──────── Text block
A Non Reproducible workflow - ‘https://www.youtube.com/watch?v=s3JldKoA0zw\&t=5s’
That’s why we are playing around with RMarkdown today.
Clearly, there’s no best way of doing so than throwing in a bunch of Cats.
RMarkdown is the easiest way to create interactive documents integrating text, code and output from your code. It is fairly versatile, has a shallow learning curve and, as it often happens in R, there is a bunch of people continuously expanding its functionalities and possibilities.
For instance, you can:
Yes, you guessed that. This very document has been generated using RMarkdown.
Not all that glitters is gold, though. Expect headaches when setting up your (especially Windows) machine to work if interested in knitting pdfs or more advanced stuff.
Source: https://bookdown.org/yihui/rmarkdown/
The document format “R Markdown” was first introduced in the knitr package (Xie 2015, 2020c) in early 2012. The idea was to embed code chunks (of R or other languages) in Markdown documents.
However, the original version of Markdown invented by John Gruber was often found overly simple and not suitable to write highly technical documents. For example, there was no syntax for tables, footnotes, math expressions, or citations. Fortunately, John MacFarlane created a wonderful package named Pandoc (http://pandoc.org) to convert Markdown documents (and many other types of documents) to a large variety of output formats. More importantly, the Markdown syntax was significantly enriched. Now we can write more types of elements with Markdown while still enjoying its simplicity.
────────────────
▶ Your tasks:
**A.** Repeat the part of the RMarkdown text starting at "RMarkdown is the" and ending at "in Markdown documents.".
**B.** Pick up the RMarkdown text after its last sentence and keep writing it.
These records have nothing to do with the RMarkdown text.
──────── Record set
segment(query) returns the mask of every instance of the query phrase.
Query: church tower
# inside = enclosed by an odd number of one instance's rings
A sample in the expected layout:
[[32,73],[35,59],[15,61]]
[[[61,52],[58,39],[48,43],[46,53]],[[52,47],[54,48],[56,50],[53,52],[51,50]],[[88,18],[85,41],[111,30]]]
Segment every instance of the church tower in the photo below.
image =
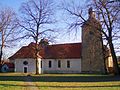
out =
[[104,57],[102,49],[101,24],[95,12],[88,10],[89,18],[82,26],[82,72],[104,73]]

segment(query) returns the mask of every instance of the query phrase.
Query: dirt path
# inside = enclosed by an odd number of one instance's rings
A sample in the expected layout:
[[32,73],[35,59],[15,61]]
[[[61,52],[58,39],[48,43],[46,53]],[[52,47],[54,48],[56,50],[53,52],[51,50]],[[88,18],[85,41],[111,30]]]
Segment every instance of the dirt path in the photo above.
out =
[[36,84],[34,82],[32,82],[32,77],[31,76],[27,76],[26,77],[26,82],[27,84],[27,90],[40,90]]

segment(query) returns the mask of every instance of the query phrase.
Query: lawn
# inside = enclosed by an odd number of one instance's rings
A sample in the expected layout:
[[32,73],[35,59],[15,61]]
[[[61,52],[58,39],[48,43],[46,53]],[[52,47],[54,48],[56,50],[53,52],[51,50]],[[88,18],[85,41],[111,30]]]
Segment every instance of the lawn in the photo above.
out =
[[[29,78],[34,85],[29,85]],[[120,90],[120,76],[95,74],[0,74],[0,90]]]

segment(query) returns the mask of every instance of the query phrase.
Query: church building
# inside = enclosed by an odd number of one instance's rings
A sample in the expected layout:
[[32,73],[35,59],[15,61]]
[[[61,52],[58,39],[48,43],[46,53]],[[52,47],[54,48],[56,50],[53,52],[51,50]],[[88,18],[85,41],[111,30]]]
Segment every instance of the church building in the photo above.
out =
[[[54,44],[40,47],[39,73],[104,73],[101,24],[89,9],[89,18],[82,25],[82,43]],[[23,46],[10,61],[15,72],[35,73],[35,43]]]

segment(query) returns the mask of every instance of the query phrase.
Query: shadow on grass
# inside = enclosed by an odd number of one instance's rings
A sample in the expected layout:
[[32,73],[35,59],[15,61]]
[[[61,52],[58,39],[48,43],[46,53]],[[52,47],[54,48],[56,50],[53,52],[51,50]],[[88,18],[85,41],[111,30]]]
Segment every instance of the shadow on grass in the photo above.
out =
[[120,81],[120,76],[0,76],[0,81],[32,82],[107,82]]
[[[36,85],[14,85],[14,84],[0,84],[3,87],[36,87]],[[50,87],[50,88],[104,88],[104,87],[120,87],[120,85],[104,85],[104,86],[37,86],[37,87]]]

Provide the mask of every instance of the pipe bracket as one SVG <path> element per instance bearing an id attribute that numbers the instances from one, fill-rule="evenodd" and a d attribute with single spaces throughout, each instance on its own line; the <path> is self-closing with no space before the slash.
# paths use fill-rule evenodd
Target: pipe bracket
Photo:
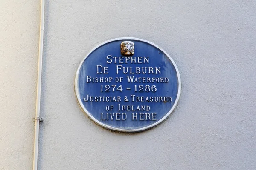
────────────────
▶ Exercise results:
**A.**
RMarkdown is the easiest way to create interactive documents integrating text, code and output from your code. It is fairly versatile, has a shallow learning curve and, as it often happens in R, there is a bunch of people continuously expanding its functionalities and possibilities.
For instance, you can:
Yes, you guessed that. This very document has been generated using RMarkdown.
Not all that glitters is gold, though. Expect headaches when setting up your (especially Windows) machine to work if interested in knitting pdfs or more advanced stuff.
Source: https://bookdown.org/yihui/rmarkdown/
The document format “R Markdown” was first introduced in the knitr package (Xie 2015, 2020c) in early 2012. The idea was to embed code chunks (of R or other languages) in Markdown documents.

**B.**
In a nutshell, R Markdown stands on the shoulders of knitr and Pandoc. The former executes the computer code embedded in Markdown, and converts R Markdown to Markdown. The latter renders Markdown to the output format you want (such as PDF, HTML, Word, and so on).
The rmarkdown package (Allaire, Xie, McPherson, et al. 2020) was first created in early 2014.
Markdown is a lightweight markup language that you can use to add formatting elements to plaintext text documents. Created by John Gruber in 2004, Markdown is now one of the world’s most popular markup languages.
It’s the language used to create README’s and Project descriptions in GitHub
Latex which is pronounced «Lah-tech» or «Lay-tech» (to rhyme with «blech» or «Bertolt Brecht»), is a document preparation system for high-quality typesetting. It is most often used for medium-to-large technical or scientific documents but it can be used for almost any form of publishing.
LaTeX is not a word processor! Instead, LaTeX encourages authors not to worry too much about the appearance of their documents but to concentrate on getting the right content.
You need LaTex only for knitting to pdf documents. If you’re happy with html notebooks, there’s no need of installing it.
If you need to convert files from one markup format into another, pandoc is your swiss-army knife.
The good news is that your RStudio IDE has already a Pandoc installation embedded! Maybe it’s not the latest, but it will work just fine most of the times.
Almost. Fire up your RStudio and install RMarkdown first.
install.packages("RMardown")
Time to start your first RMarkdown document.
File -> New File -> R Markdown
We’ll stick to html today. Knitting documents to pdf is undoubtedly cooler, but requires installing Latex, which might be tricky, depending on the machine one is using.
Congratulations - You’ve just created your first RMarkdown document.
You should be seeing something like this: The first part is called the metadata.
The metadata is written between the pair of three dashes — The syntax for the metadata is YAML (YAML Ain’t Markup Language, https://en.wikipedia.org/wiki/YAML), so sometimes it is also called the YAML metadata or the YAML frontmatter. Before it bites you hard, we want to warn you in advance that indentation matters in YAML, so do not forget to indent the sub-fields of a top field properly.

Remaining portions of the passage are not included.